WHAT TO WORK ON: A faithful, complete transcript of the entries below, without pictures, should be returned.

Dataset entries:
· · · · · · ·

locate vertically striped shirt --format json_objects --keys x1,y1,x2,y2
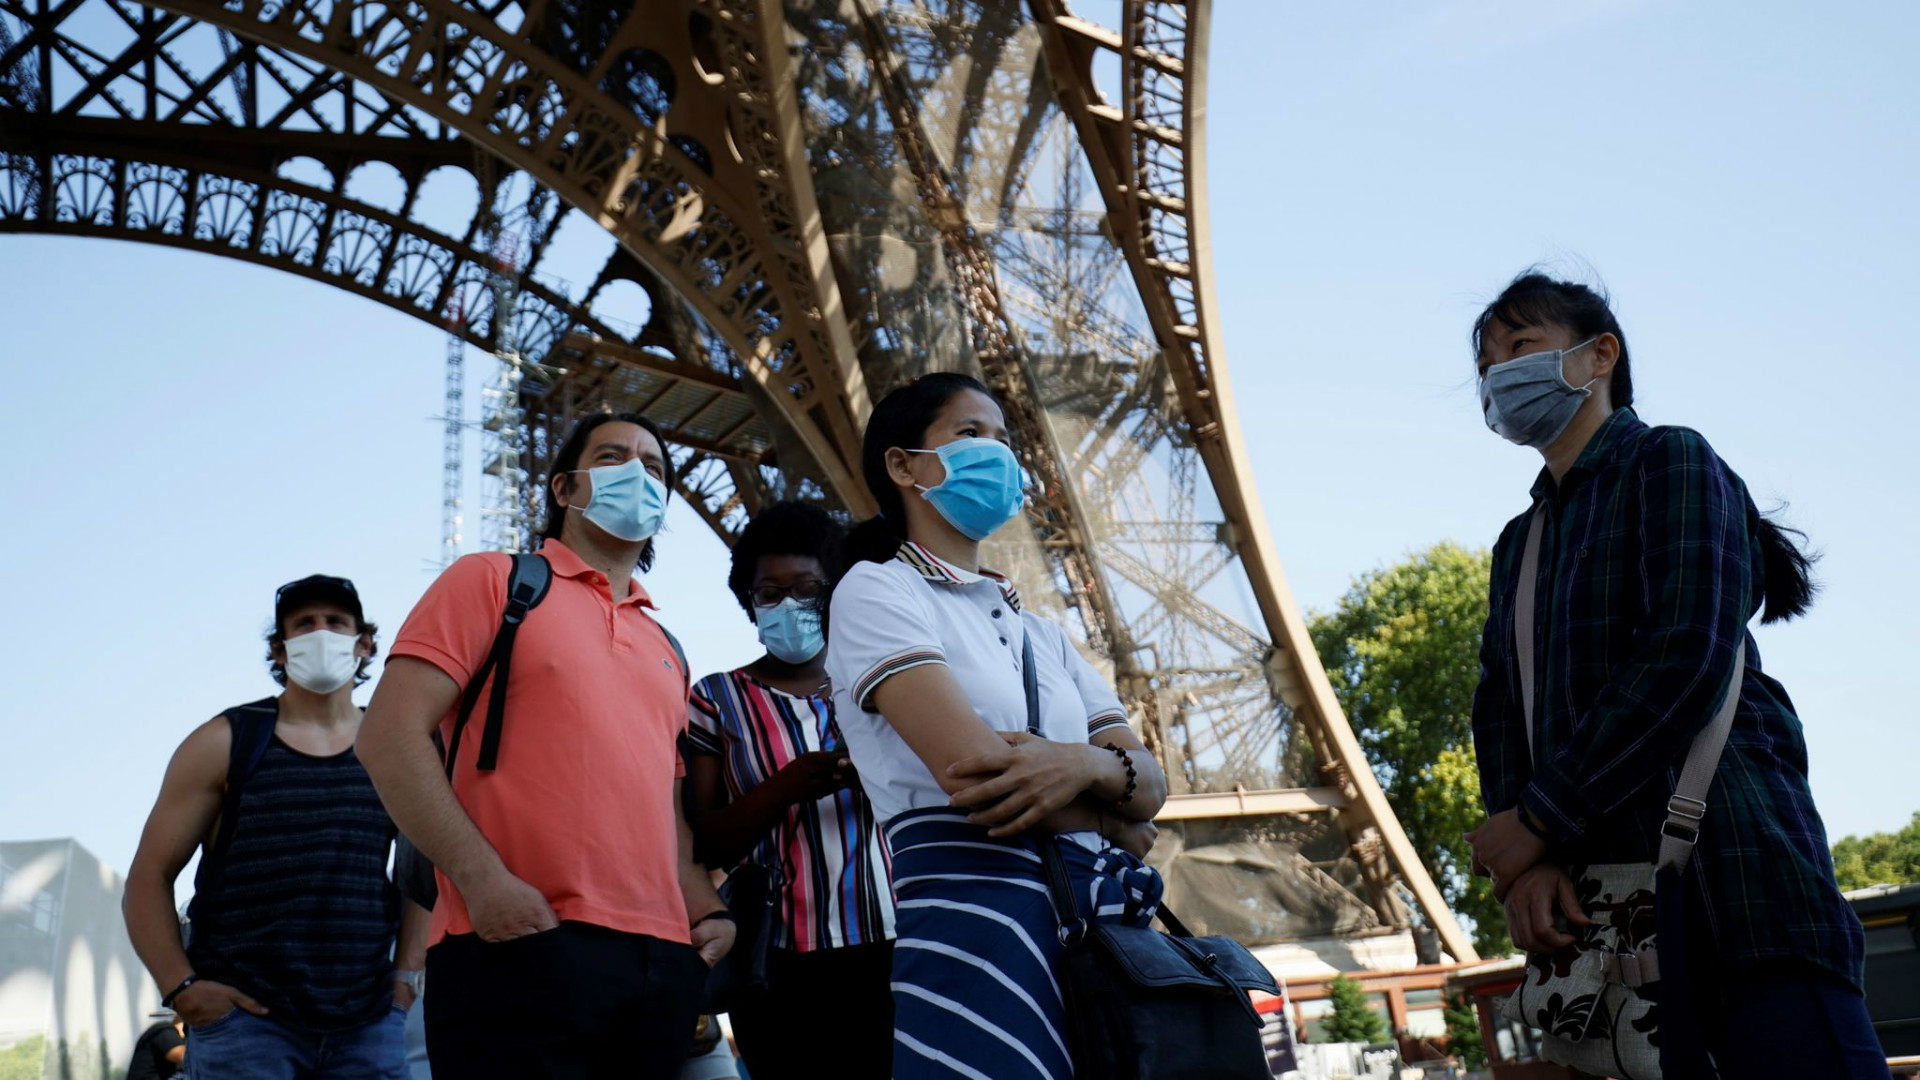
[{"x1": 685, "y1": 671, "x2": 895, "y2": 952}]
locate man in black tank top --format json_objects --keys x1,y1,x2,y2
[{"x1": 124, "y1": 576, "x2": 425, "y2": 1079}]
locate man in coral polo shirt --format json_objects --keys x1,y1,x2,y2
[{"x1": 358, "y1": 412, "x2": 733, "y2": 1078}]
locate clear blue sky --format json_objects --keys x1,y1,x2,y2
[{"x1": 2, "y1": 0, "x2": 1914, "y2": 892}]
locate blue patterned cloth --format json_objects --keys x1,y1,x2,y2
[{"x1": 885, "y1": 809, "x2": 1162, "y2": 1080}]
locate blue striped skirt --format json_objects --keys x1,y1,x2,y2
[{"x1": 884, "y1": 808, "x2": 1164, "y2": 1080}]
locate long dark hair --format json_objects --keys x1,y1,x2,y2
[
  {"x1": 541, "y1": 410, "x2": 676, "y2": 571},
  {"x1": 1473, "y1": 271, "x2": 1816, "y2": 622},
  {"x1": 839, "y1": 373, "x2": 995, "y2": 572}
]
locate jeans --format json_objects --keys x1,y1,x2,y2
[
  {"x1": 425, "y1": 922, "x2": 707, "y2": 1079},
  {"x1": 185, "y1": 1006, "x2": 407, "y2": 1080},
  {"x1": 402, "y1": 996, "x2": 430, "y2": 1080}
]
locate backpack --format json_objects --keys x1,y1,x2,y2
[
  {"x1": 442, "y1": 552, "x2": 691, "y2": 779},
  {"x1": 191, "y1": 697, "x2": 281, "y2": 916}
]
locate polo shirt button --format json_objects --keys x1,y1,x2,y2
[
  {"x1": 991, "y1": 609, "x2": 1002, "y2": 618},
  {"x1": 999, "y1": 637, "x2": 1008, "y2": 645}
]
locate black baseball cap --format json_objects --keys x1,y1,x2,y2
[{"x1": 274, "y1": 574, "x2": 365, "y2": 628}]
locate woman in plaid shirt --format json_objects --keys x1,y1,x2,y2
[{"x1": 1463, "y1": 272, "x2": 1883, "y2": 1076}]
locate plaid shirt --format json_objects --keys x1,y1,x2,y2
[{"x1": 1472, "y1": 408, "x2": 1863, "y2": 987}]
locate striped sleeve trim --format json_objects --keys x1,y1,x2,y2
[
  {"x1": 1087, "y1": 710, "x2": 1130, "y2": 736},
  {"x1": 854, "y1": 649, "x2": 947, "y2": 711},
  {"x1": 681, "y1": 722, "x2": 725, "y2": 756}
]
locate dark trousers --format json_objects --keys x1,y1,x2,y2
[
  {"x1": 425, "y1": 922, "x2": 706, "y2": 1080},
  {"x1": 729, "y1": 940, "x2": 894, "y2": 1080},
  {"x1": 1699, "y1": 960, "x2": 1891, "y2": 1078}
]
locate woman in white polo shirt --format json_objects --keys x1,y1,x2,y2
[{"x1": 826, "y1": 373, "x2": 1167, "y2": 1080}]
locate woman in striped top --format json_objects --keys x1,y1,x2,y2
[{"x1": 683, "y1": 501, "x2": 895, "y2": 1080}]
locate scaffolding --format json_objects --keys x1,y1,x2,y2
[
  {"x1": 439, "y1": 308, "x2": 466, "y2": 570},
  {"x1": 457, "y1": 164, "x2": 560, "y2": 557},
  {"x1": 478, "y1": 229, "x2": 532, "y2": 554}
]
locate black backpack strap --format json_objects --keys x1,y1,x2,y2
[
  {"x1": 198, "y1": 699, "x2": 278, "y2": 900},
  {"x1": 445, "y1": 553, "x2": 551, "y2": 779}
]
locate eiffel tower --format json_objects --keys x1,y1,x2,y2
[{"x1": 0, "y1": 0, "x2": 1475, "y2": 962}]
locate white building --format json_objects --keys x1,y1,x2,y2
[{"x1": 1, "y1": 838, "x2": 162, "y2": 1079}]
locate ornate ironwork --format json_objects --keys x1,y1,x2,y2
[{"x1": 0, "y1": 0, "x2": 1474, "y2": 958}]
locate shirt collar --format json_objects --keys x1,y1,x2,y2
[
  {"x1": 538, "y1": 537, "x2": 656, "y2": 608},
  {"x1": 895, "y1": 541, "x2": 1022, "y2": 612},
  {"x1": 1529, "y1": 406, "x2": 1648, "y2": 503}
]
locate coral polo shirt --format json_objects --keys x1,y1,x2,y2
[{"x1": 390, "y1": 539, "x2": 691, "y2": 947}]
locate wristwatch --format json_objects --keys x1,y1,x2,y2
[{"x1": 395, "y1": 969, "x2": 425, "y2": 997}]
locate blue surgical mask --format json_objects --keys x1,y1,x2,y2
[
  {"x1": 568, "y1": 458, "x2": 668, "y2": 542},
  {"x1": 907, "y1": 437, "x2": 1027, "y2": 541},
  {"x1": 1479, "y1": 338, "x2": 1599, "y2": 449},
  {"x1": 756, "y1": 597, "x2": 824, "y2": 664}
]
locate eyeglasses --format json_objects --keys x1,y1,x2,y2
[{"x1": 751, "y1": 580, "x2": 827, "y2": 609}]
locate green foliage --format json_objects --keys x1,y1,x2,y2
[
  {"x1": 1444, "y1": 993, "x2": 1488, "y2": 1069},
  {"x1": 1308, "y1": 543, "x2": 1509, "y2": 955},
  {"x1": 0, "y1": 1035, "x2": 47, "y2": 1080},
  {"x1": 1322, "y1": 974, "x2": 1388, "y2": 1044},
  {"x1": 1831, "y1": 811, "x2": 1920, "y2": 891}
]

· · · · · · ·

RESULT OF THIS TASK:
locate vertically striped shirt --format json_objects --keys x1,y1,x2,y2
[{"x1": 685, "y1": 671, "x2": 895, "y2": 952}]
locate man in black tank top --format json_objects --keys x1,y1,x2,y2
[{"x1": 124, "y1": 576, "x2": 425, "y2": 1079}]
locate man in coral polo shirt --format json_objects --keys x1,y1,x2,y2
[{"x1": 358, "y1": 412, "x2": 733, "y2": 1078}]
locate clear blue sky --format json_objects --keys x1,y1,x2,y2
[{"x1": 2, "y1": 0, "x2": 1914, "y2": 892}]
locate blue patterned cloth --format json_objects --keys x1,y1,x2,y2
[{"x1": 885, "y1": 809, "x2": 1162, "y2": 1080}]
locate blue striped skirt --format json_objects --keys x1,y1,x2,y2
[{"x1": 884, "y1": 808, "x2": 1164, "y2": 1080}]
locate long dark hair --format json_objects --keys x1,y1,x2,y2
[
  {"x1": 541, "y1": 410, "x2": 676, "y2": 571},
  {"x1": 1473, "y1": 271, "x2": 1816, "y2": 622},
  {"x1": 839, "y1": 373, "x2": 995, "y2": 572}
]
locate jeans --format json_objects --keys x1,y1,x2,y2
[
  {"x1": 425, "y1": 922, "x2": 707, "y2": 1079},
  {"x1": 185, "y1": 1006, "x2": 407, "y2": 1080},
  {"x1": 402, "y1": 996, "x2": 430, "y2": 1080}
]
locate backpack --format json_objects --keys x1,y1,x2,y2
[
  {"x1": 442, "y1": 552, "x2": 691, "y2": 779},
  {"x1": 191, "y1": 697, "x2": 281, "y2": 916}
]
locate polo shirt button --format json_objects --keys x1,y1,x2,y2
[
  {"x1": 991, "y1": 609, "x2": 1002, "y2": 618},
  {"x1": 999, "y1": 637, "x2": 1008, "y2": 645}
]
locate black baseball cap --format json_objects --keys x1,y1,x2,y2
[{"x1": 274, "y1": 574, "x2": 365, "y2": 628}]
locate woman in plaid shirt --format json_objects --keys x1,y1,x2,y2
[{"x1": 1463, "y1": 272, "x2": 1883, "y2": 1076}]
locate plaid shirt --format json_objects --keys x1,y1,x2,y2
[{"x1": 1472, "y1": 408, "x2": 1863, "y2": 987}]
locate striped sleeve trim --format json_objects --keys x1,y1,x2,y2
[
  {"x1": 1087, "y1": 710, "x2": 1130, "y2": 736},
  {"x1": 854, "y1": 649, "x2": 947, "y2": 711},
  {"x1": 681, "y1": 722, "x2": 725, "y2": 756}
]
locate dark trousers --format json_objects --keys x1,y1,x2,y2
[
  {"x1": 425, "y1": 922, "x2": 706, "y2": 1080},
  {"x1": 729, "y1": 940, "x2": 894, "y2": 1080},
  {"x1": 1699, "y1": 960, "x2": 1891, "y2": 1078}
]
locate woman in white polo shirt --format json_objects --keys x1,y1,x2,y2
[{"x1": 826, "y1": 373, "x2": 1167, "y2": 1080}]
locate woman in striped top --format json_objects --keys x1,y1,x2,y2
[{"x1": 683, "y1": 501, "x2": 895, "y2": 1080}]
locate scaffolding --format json_objects --keys x1,y1,x2,y2
[
  {"x1": 439, "y1": 308, "x2": 466, "y2": 570},
  {"x1": 457, "y1": 164, "x2": 560, "y2": 557},
  {"x1": 478, "y1": 229, "x2": 532, "y2": 554}
]
locate black backpack strap --format json_objects --keys x1,y1,x2,y2
[
  {"x1": 198, "y1": 699, "x2": 278, "y2": 900},
  {"x1": 445, "y1": 553, "x2": 551, "y2": 779}
]
locate eiffel tower --format json_objects --keys x1,y1,x2,y2
[{"x1": 0, "y1": 0, "x2": 1475, "y2": 962}]
locate white building --format json_objects --keys x1,y1,x2,y2
[{"x1": 1, "y1": 838, "x2": 162, "y2": 1079}]
locate ornate ironwork --format json_objects --keys x1,y1,x2,y2
[{"x1": 0, "y1": 0, "x2": 1474, "y2": 958}]
locate shirt collar --format json_objects --keys x1,y1,x2,y2
[
  {"x1": 538, "y1": 537, "x2": 656, "y2": 608},
  {"x1": 895, "y1": 541, "x2": 1022, "y2": 612},
  {"x1": 1529, "y1": 406, "x2": 1648, "y2": 503}
]
locate coral polo shirt --format json_objects --keys x1,y1,x2,y2
[{"x1": 390, "y1": 539, "x2": 691, "y2": 947}]
locate wristwatch --format json_objects --keys x1,y1,x2,y2
[{"x1": 395, "y1": 969, "x2": 425, "y2": 997}]
locate blue surgical mask --format json_objects --keys x1,y1,x2,y2
[
  {"x1": 568, "y1": 458, "x2": 668, "y2": 542},
  {"x1": 907, "y1": 437, "x2": 1027, "y2": 541},
  {"x1": 1479, "y1": 338, "x2": 1599, "y2": 449},
  {"x1": 756, "y1": 597, "x2": 824, "y2": 664}
]
locate eyeglasses --format json_objects --keys x1,y1,x2,y2
[{"x1": 751, "y1": 580, "x2": 827, "y2": 609}]
locate green foliage --format json_objects --keys x1,y1,x2,y2
[
  {"x1": 1444, "y1": 993, "x2": 1488, "y2": 1069},
  {"x1": 1308, "y1": 543, "x2": 1509, "y2": 955},
  {"x1": 0, "y1": 1035, "x2": 47, "y2": 1080},
  {"x1": 1322, "y1": 974, "x2": 1388, "y2": 1044},
  {"x1": 1831, "y1": 811, "x2": 1920, "y2": 891}
]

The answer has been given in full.